▶ [The task] Reproduce the forum thread on a cluttered woodworking shop word for word, in full.

Damn, Bob:  You've been reading my mail!!!     If you don't believe it, just ask my wife.  She'll tell you.  My problem when I clean and put things back where they belong, I can no longer find them


----------



## johncrane (Mar 4, 2013)

Looks ok to me Bob! i'd probably clean out the sawdust just to be fire safe.:wink::biggrin:


----------



## Jeannius (Mar 4, 2013)

You have made me feel a lot better about my space! My husband usually walks into the workshop, sighs heavily, and walks out again...   

I told someone about it once before, and their comment was 'How long did it take you to learn that trick?'   :biggrin:


----------



## jcm71 (Mar 4, 2013)

Did you enter the "Identify the Shop" contest?


----------



## Wullie Shields (Mar 4, 2013)

Hi 
looks like paradise to me, only problem cant see kettle
willie


----------



## markgum (Mar 4, 2013)

I don't see a problem...   
heck I have to move 2 tools to use 1.


----------



## MarkD (Mar 4, 2013)

I don't see a problem. It looks just like my area!
Don't clean up too much or you will never find anything!


----------



## Justturnin (Mar 4, 2013)

Glad I am not the only one.  I have been watching Craigslist for someone tossing out old kitchen cabinets to put in my shop just to try and get some order to it.


----------



## JMCU (Mar 4, 2013)

I feel your pain.  I have to clean every time the shop gets reconfigured for a differant job.  The plastic box below the lathe in pic 3 is a good idea i like that.  Is there a chance we could see the roller guide shown in the background of that picture a little closer.


----------



## Old Lar (Mar 4, 2013)

Looks like a well used shop. A sanctuary!


----------



## Ed McDonnell (Mar 4, 2013)

Bob - What the heck are you talking about.  I see plenty of empty horizontal surface area in those pictures.  And the wood racks are only partially full.  You don't show any pictures of stuff hanging from the ceiling or the walls.  I think you are months, maybe years from needing to spend time on clean up.

▶ [Data supplied]
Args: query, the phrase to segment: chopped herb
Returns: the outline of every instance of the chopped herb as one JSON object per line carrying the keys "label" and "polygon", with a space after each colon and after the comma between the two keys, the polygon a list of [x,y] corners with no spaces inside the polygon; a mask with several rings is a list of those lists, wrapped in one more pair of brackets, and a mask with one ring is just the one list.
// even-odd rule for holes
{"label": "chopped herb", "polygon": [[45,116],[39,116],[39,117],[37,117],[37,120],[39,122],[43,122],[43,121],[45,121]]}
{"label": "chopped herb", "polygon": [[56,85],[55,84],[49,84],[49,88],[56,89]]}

▶ [Solution]
Damn, Bob:  You've been reading my mail!!!     If you don't believe it, just ask my wife.  She'll tell you.  My problem when I clean and put things back where they belong, I can no longer find them


----------



## johncrane (Mar 4, 2013)

Looks ok to me Bob! i'd probably clean out the sawdust just to be fire safe.:wink::biggrin:


----------



## Jeannius (Mar 4, 2013)

You have made me feel a lot better about my space! My husband usually walks into the workshop, sighs heavily, and walks out again...   

I told someone about it once before, and their comment was 'How long did it take you to learn that trick?'   :biggrin:


----------



## jcm71 (Mar 4, 2013)

Did you enter the "Identify the Shop" contest?


----------



## Wullie Shields (Mar 4, 2013)

Hi 
looks like paradise to me, only problem cant see kettle
willie


----------



## markgum (Mar 4, 2013)

I don't see a problem...   
heck I have to move 2 tools to use 1.


----------



## MarkD (Mar 4, 2013)

I don't see a problem. It looks just like my area!
Don't clean up too much or you will never find anything!


----------



## Justturnin (Mar 4, 2013)

Glad I am not the only one.  I have been watching Craigslist for someone tossing out old kitchen cabinets to put in my shop just to try and get some order to it.


----------



## JMCU (Mar 4, 2013)

I feel your pain.  I have to clean every time the shop gets reconfigured for a differant job.  The plastic box below the lathe in pic 3 is a good idea i like that.  Is there a chance we could see the roller guide shown in the background of that picture a little closer.


----------



## Old Lar (Mar 4, 2013)

Looks like a well used shop. A sanctuary!


----------



## Ed McDonnell (Mar 4, 2013)

Bob - What the heck are you talking about.  I see plenty of empty horizontal surface area in those pictures.  And the wood racks are only partially full.  You don't show any pictures of stuff hanging from the ceiling or the walls.  I think you are months, maybe years from needing to spend time on clean up.